• _Exercise_
Copy out every line of the data below that contains the string "marker". Case counts.

+-------+

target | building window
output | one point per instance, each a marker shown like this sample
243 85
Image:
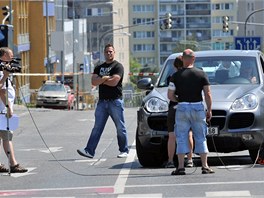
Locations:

+-------+

• _Written response_
output | one point per instance, each a marker shown like this sample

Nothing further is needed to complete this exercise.